Salin ulang entri di bawah ini tanpa perubahan. Mulailah dari baris yang memuat "In which part of the frame is the octopus visible?" dan berhentilah setelah baris yang memuat "[263,93,300,112]", kedua baris itu ikut disalin.

**Data Entri**
* * * * * * *

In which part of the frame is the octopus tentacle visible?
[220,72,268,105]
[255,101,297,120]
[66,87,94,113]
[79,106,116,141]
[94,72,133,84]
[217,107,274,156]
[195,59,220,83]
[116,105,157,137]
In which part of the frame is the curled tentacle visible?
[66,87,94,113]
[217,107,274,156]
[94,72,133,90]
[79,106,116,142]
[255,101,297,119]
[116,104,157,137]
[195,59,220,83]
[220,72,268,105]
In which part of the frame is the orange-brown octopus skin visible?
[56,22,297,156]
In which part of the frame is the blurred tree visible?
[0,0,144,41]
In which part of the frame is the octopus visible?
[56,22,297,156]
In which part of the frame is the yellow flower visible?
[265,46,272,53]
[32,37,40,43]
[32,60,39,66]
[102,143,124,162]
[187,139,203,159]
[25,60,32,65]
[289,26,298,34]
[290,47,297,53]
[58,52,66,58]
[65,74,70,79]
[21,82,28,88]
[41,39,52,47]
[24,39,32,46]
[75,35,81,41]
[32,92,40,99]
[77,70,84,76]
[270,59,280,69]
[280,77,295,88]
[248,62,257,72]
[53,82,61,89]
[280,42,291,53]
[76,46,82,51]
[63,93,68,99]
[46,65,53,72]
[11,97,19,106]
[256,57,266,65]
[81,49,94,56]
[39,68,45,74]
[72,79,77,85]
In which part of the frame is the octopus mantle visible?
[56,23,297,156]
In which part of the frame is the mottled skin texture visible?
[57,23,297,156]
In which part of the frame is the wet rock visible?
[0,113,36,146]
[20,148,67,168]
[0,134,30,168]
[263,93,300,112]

* * * * * * *

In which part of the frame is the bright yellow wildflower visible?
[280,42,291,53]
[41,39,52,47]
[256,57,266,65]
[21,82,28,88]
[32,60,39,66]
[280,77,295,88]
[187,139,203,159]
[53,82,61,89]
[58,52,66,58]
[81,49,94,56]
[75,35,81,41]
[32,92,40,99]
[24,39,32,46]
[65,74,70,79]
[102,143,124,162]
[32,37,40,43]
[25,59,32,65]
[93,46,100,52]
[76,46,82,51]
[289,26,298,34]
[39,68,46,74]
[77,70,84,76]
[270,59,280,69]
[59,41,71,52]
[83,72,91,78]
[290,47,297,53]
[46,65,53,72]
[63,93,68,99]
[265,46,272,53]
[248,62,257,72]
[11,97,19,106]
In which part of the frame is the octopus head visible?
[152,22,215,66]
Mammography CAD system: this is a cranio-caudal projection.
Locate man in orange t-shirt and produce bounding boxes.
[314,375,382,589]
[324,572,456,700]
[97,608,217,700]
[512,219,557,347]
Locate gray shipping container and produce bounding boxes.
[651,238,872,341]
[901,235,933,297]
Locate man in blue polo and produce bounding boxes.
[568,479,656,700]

* * * * * * *

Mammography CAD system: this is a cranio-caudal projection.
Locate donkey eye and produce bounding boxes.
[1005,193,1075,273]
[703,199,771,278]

* * * * * * *

**Jawaban Latihan**
In which part of the frame is the octopus visible?
[56,22,297,156]
In which part of the frame is the yellow flower visible?
[265,46,272,53]
[32,37,40,43]
[32,60,39,66]
[102,143,124,162]
[187,139,203,159]
[25,60,32,65]
[289,26,298,34]
[290,47,297,53]
[58,52,66,58]
[65,74,70,79]
[21,82,28,88]
[41,39,52,47]
[24,39,32,46]
[75,35,81,41]
[32,92,40,99]
[77,70,84,76]
[270,59,280,69]
[280,77,295,88]
[248,62,257,72]
[53,82,61,89]
[280,42,291,53]
[76,46,82,51]
[63,93,68,99]
[46,65,53,72]
[11,97,19,106]
[256,57,266,65]
[81,49,94,56]
[39,68,45,74]
[72,79,77,85]
In which part of the frame is the octopus mantle visible?
[56,23,297,156]
In which part of the frame is the mottled skin texture visible?
[57,23,297,156]
In which part of the frame is the wet rock visible?
[0,113,36,146]
[20,148,67,168]
[0,134,30,168]
[263,93,300,112]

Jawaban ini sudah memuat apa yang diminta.